◆ Exercise description: From the first line to the last, reproduce the records exactly as they appear below.

====

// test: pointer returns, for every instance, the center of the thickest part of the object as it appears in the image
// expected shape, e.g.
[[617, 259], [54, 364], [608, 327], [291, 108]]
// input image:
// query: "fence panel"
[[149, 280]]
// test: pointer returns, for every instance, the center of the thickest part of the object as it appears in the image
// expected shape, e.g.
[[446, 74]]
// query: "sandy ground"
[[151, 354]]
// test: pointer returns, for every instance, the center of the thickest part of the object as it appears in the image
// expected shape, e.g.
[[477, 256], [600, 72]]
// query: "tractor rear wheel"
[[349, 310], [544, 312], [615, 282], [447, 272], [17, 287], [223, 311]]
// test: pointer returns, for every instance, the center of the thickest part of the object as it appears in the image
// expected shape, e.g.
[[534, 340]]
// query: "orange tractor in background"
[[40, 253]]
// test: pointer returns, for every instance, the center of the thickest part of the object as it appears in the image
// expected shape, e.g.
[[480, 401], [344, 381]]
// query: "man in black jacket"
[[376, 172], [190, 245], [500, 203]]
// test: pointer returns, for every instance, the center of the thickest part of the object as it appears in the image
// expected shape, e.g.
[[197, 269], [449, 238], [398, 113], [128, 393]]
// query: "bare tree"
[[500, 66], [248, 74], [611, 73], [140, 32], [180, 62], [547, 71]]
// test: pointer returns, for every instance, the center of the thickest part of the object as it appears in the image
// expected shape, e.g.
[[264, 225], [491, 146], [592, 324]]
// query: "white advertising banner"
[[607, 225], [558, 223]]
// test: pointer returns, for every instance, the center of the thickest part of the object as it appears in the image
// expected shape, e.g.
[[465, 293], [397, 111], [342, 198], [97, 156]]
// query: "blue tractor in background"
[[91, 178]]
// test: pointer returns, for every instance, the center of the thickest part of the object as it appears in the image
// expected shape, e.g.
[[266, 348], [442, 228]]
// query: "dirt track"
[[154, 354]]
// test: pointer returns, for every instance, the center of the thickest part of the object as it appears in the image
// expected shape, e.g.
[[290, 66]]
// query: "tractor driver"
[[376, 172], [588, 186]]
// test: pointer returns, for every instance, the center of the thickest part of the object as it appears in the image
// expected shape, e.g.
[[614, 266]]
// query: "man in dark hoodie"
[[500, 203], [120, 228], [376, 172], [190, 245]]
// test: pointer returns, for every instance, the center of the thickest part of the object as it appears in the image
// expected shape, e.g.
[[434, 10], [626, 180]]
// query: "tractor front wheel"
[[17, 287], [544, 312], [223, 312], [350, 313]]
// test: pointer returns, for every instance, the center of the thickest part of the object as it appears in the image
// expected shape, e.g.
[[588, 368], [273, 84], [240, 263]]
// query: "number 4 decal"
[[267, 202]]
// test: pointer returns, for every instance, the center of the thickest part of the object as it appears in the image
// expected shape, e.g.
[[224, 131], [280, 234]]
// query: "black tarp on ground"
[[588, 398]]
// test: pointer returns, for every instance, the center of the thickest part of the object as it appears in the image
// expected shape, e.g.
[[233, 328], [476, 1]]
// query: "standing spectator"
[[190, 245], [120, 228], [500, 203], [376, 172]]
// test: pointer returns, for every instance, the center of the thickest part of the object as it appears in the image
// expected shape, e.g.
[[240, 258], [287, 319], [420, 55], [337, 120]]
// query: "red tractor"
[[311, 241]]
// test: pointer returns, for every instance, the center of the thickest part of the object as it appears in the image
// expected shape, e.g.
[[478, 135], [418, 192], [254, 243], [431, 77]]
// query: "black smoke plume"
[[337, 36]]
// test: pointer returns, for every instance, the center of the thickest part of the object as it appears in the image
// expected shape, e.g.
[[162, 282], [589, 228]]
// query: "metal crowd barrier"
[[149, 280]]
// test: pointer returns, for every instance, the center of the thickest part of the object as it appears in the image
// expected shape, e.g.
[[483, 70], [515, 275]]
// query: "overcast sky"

====

◆ Exercise solution:
// test: pointer returns, for every instance, the center of the thickest part of the object as it appears in the image
// expected shape, e.g.
[[617, 259], [54, 364], [608, 327], [291, 108]]
// input image:
// query: "fence panel"
[[149, 280]]
// test: pointer returns, for every instance, the center of the thickest part of the object as it appears in the image
// expected shape, e.g.
[[446, 74]]
// query: "sandy ground"
[[151, 354]]
// test: pointer returns, for every instance, the center of the thickest part of the object as it appears in the image
// expected shape, e.g.
[[477, 256], [600, 72]]
// query: "tractor rear wheel"
[[349, 310], [544, 312], [615, 282], [447, 272], [17, 287], [223, 311]]
// test: pointer returns, for every instance, the center of the thickest part of the object as it appears in the image
// expected shape, e.g.
[[534, 340]]
// query: "orange tractor in background"
[[40, 253]]
// test: pointer returns, for every instance, the center of the thickest part of the object as it appears in the image
// expected shape, e.g.
[[480, 401], [344, 381]]
// query: "man in black jacket"
[[376, 172], [190, 245], [500, 203]]
// test: pointer returns, for every instance, the center of the thickest part of the object as it appears in the image
// expected shape, e.g.
[[197, 269], [449, 238], [398, 113], [128, 393]]
// query: "bare tree"
[[500, 66], [248, 74], [611, 73], [140, 32], [180, 62], [547, 71]]
// test: pointer returns, for every instance, the center of the thickest part of the object as it appears in the image
// expected shape, e.g.
[[264, 225], [491, 146], [592, 324]]
// query: "white advertising banner"
[[607, 225], [558, 223]]
// test: pointer returns, for every instance, the center of the thickest part of the object as it appears in the image
// expected shape, e.g.
[[465, 293], [397, 111], [342, 198], [97, 156]]
// query: "blue tractor in background"
[[91, 178]]
// test: pointer returns, for every instance, the center of the thickest part of the object as it appears in the image
// expected shape, e.g.
[[266, 348], [442, 228]]
// query: "dirt track"
[[154, 354]]
// test: pointer returns, for every instance, the center of the thickest part of the object as it appears in the image
// expected shape, e.g.
[[290, 66]]
// query: "tractor driver"
[[376, 172], [588, 186]]
// test: pointer returns, for every instance, the center of the thickest part of the object as it appears in the image
// expected shape, e.g.
[[614, 266]]
// query: "man in dark hoodie"
[[500, 203], [120, 228], [376, 172], [190, 245]]
// test: pointer returns, for every instance, the center of the thickest part of the object as it appears in the image
// expected shape, e.g.
[[434, 10], [626, 180]]
// query: "tractor front wheel"
[[17, 287], [544, 312], [223, 312], [350, 313]]
// test: pointer returns, for every instance, the center of the thickest part of the object as it appears in the image
// expected shape, e.g.
[[588, 368], [273, 84], [240, 263]]
// query: "number 4 decal"
[[267, 202]]
// test: pointer returns, for every instance, the center of the thickest part of the object as it appears in the image
// expected shape, e.g.
[[224, 131], [280, 234]]
// query: "black tarp on ground"
[[588, 398]]
// test: pointer returns, for every instance, the center of the thickest part of the object as it appears in the image
// expected shape, e.g.
[[233, 328], [476, 1]]
// query: "standing spectator"
[[190, 245], [120, 228], [500, 203], [376, 172]]
// test: pointer returns, for every instance, the center of the thickest part of the object as it appears in the image
// expected shape, e.g.
[[240, 258], [287, 319], [420, 55], [337, 120]]
// query: "red tractor"
[[311, 241]]
// test: pointer returns, for every instance, the center of the thickest part of the object as it appears in the image
// expected shape, e.g.
[[478, 135], [418, 192], [254, 243], [431, 77]]
// query: "black smoke plume"
[[337, 36]]
// test: pointer returns, for every instance, the center of the thickest part of the object as it appears in the image
// expected shape, e.g.
[[162, 282], [589, 228]]
// query: "metal crowd barrier"
[[149, 280]]
// test: pointer returns, for every instance, the center of the thickest part of the object as it appears in the image
// expected shape, e.g.
[[483, 70], [515, 275]]
// query: "overcast sky"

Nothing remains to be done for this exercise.